→ **Task to carry out**:
Put the part of the items below that opens with the line containing "of the utility" and closes with the line containing "x=170, y=359", both ends included, into a Markdown table with the columns Row and Line. Omit blank lines and leave the pictures out.

|---|

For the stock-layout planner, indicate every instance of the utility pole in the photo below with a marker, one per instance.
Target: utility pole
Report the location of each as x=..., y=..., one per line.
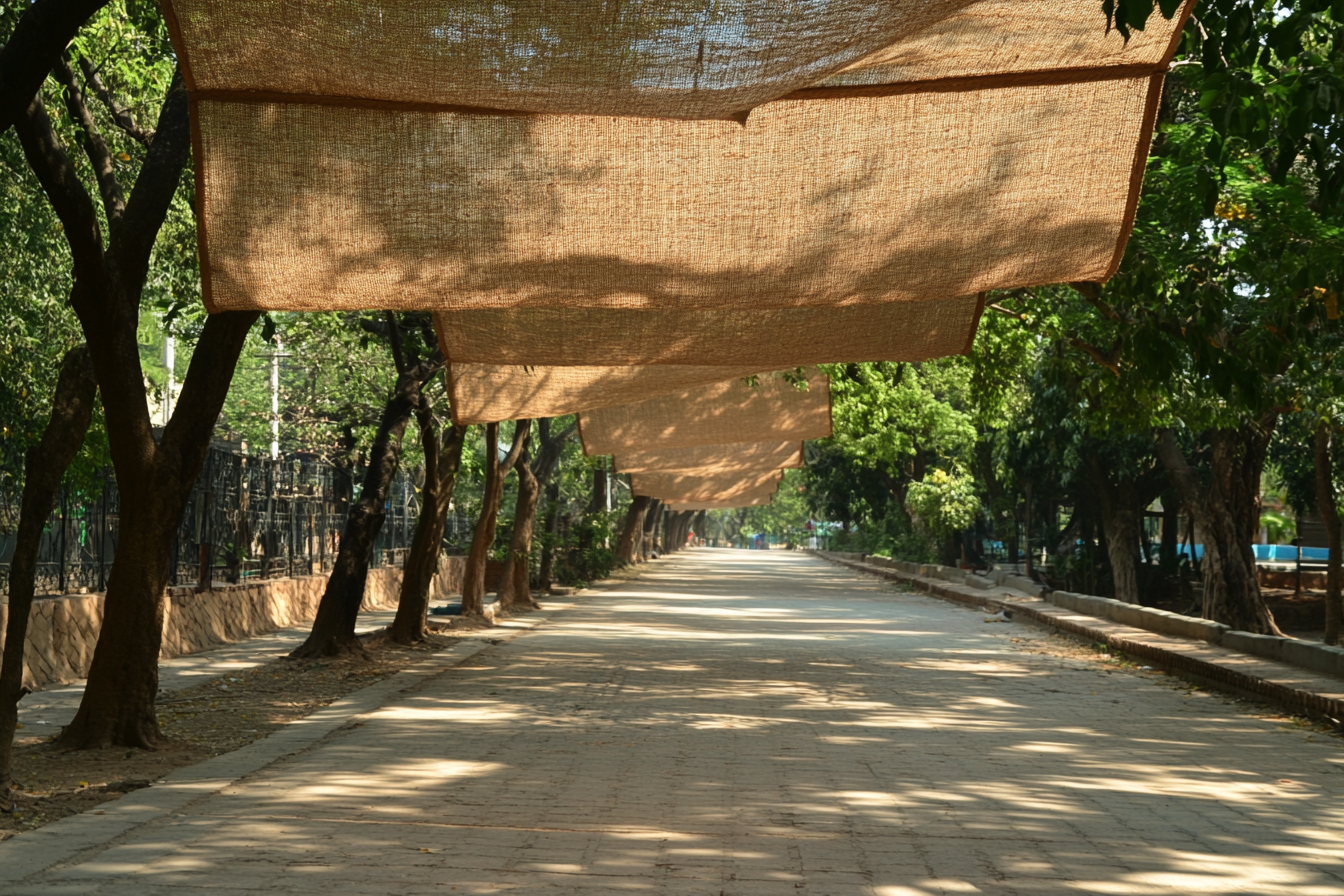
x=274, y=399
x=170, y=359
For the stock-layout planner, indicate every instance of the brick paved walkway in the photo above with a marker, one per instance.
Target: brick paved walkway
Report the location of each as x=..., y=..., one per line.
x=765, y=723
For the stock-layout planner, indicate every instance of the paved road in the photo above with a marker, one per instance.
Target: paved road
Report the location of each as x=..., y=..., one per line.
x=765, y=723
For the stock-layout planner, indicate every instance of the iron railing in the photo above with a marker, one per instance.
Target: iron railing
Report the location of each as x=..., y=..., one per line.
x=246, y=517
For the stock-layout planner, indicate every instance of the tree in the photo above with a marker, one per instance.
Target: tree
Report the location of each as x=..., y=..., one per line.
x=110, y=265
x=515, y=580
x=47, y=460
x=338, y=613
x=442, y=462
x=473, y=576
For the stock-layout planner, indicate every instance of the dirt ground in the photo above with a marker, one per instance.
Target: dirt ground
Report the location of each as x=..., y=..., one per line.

|---|

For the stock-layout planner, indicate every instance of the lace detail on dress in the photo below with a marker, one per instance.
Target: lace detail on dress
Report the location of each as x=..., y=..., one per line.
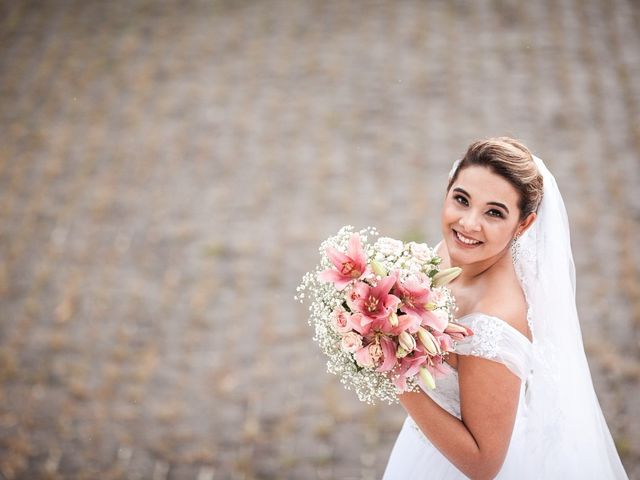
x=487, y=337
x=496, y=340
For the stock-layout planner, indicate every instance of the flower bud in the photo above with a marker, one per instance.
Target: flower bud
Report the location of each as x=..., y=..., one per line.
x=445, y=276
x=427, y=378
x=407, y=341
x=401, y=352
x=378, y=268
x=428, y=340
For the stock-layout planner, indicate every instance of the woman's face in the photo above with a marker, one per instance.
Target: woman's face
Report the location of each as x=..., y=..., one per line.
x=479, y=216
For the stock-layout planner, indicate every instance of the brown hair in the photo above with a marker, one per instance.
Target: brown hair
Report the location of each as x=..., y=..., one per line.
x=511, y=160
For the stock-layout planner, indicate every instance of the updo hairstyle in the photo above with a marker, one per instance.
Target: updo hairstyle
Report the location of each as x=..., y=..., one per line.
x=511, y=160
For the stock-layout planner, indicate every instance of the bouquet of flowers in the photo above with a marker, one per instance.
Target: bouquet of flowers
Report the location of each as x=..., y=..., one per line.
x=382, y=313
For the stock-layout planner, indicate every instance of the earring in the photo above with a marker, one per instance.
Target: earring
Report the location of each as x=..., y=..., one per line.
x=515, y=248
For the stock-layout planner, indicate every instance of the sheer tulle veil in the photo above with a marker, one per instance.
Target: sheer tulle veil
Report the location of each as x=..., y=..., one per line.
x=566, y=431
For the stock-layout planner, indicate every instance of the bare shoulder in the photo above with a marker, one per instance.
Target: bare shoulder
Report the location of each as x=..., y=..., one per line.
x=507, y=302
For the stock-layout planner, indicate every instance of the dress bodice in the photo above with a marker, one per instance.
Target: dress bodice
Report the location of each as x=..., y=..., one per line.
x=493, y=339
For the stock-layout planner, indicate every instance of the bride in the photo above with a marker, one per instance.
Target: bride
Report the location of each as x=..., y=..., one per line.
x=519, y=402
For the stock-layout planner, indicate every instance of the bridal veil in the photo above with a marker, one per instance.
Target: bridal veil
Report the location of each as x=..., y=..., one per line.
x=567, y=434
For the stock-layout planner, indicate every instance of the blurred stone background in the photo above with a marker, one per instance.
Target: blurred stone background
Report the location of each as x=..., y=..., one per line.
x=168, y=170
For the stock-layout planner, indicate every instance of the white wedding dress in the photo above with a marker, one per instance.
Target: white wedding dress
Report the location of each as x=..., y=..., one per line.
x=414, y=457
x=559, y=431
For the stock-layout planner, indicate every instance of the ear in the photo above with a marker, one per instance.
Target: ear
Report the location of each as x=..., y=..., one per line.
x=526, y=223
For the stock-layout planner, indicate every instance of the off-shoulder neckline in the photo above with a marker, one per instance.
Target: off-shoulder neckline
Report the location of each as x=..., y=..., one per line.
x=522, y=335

|---|

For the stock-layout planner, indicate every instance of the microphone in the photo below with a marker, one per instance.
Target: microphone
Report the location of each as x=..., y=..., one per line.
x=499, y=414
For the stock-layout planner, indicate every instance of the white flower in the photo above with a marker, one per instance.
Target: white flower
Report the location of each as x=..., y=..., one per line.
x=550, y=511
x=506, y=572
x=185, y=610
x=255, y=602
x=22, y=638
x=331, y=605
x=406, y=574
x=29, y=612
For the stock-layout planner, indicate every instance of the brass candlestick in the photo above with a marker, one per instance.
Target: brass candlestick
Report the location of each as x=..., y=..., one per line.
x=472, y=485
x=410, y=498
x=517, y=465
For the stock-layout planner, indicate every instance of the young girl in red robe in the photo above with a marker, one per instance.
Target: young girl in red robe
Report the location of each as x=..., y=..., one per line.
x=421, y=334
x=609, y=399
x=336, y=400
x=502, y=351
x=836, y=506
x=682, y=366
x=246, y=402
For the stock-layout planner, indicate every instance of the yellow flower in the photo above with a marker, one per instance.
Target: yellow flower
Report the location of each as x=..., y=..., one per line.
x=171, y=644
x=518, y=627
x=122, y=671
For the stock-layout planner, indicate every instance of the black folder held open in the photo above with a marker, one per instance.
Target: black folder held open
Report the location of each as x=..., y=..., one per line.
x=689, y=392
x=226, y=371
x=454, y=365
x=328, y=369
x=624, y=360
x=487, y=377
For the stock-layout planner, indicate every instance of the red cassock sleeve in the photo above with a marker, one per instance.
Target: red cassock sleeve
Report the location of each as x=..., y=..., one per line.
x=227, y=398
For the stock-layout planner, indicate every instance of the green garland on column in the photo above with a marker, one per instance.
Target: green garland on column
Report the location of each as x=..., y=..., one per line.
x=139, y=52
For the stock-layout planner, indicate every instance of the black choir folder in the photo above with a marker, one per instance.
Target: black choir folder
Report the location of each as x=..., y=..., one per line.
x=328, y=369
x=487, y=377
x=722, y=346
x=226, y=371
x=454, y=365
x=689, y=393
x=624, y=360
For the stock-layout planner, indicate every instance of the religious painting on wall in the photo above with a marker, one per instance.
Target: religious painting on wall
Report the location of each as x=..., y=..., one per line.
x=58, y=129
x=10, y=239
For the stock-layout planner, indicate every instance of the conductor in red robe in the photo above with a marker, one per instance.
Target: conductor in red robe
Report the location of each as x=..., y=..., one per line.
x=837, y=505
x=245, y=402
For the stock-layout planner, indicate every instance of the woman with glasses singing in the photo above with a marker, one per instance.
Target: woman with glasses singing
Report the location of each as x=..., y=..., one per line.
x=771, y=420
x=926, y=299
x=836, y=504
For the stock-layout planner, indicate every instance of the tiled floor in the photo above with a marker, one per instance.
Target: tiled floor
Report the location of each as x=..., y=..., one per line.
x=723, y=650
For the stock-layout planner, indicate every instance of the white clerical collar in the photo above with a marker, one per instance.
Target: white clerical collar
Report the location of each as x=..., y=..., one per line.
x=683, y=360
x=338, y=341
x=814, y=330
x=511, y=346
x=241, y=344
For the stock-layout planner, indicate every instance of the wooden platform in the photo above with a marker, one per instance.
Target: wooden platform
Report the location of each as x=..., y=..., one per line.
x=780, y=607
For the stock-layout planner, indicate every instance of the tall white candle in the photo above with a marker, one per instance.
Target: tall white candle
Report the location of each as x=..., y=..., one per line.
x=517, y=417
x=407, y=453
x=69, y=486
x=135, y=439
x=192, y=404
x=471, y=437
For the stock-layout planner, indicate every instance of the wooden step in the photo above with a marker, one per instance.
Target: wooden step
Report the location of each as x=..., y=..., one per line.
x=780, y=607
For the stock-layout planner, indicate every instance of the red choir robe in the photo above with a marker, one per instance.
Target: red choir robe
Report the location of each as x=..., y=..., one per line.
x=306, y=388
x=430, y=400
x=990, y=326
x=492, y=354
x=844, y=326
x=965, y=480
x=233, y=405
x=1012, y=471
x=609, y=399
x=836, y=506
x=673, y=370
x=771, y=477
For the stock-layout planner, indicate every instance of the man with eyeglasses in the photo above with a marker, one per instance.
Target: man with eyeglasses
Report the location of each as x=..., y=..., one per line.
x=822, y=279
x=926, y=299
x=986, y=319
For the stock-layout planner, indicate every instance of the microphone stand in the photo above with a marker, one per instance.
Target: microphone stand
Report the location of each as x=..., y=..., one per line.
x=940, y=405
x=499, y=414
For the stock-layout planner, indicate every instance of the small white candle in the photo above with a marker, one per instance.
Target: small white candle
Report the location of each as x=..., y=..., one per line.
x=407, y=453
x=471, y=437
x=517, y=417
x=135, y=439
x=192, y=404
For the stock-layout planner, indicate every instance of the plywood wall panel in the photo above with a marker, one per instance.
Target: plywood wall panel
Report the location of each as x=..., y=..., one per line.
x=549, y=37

|---|

→ **Response to the task**:
| Row | Line |
|---|---|
| 1 | For the stock-layout planner, indicate every instance of the utility pole in the photo below with a marker, one per instance. |
| 2 | Target: utility pole |
| 3 | Report the location of each as x=..., y=..., one per line. |
| 4 | x=274, y=399 |
| 5 | x=170, y=359 |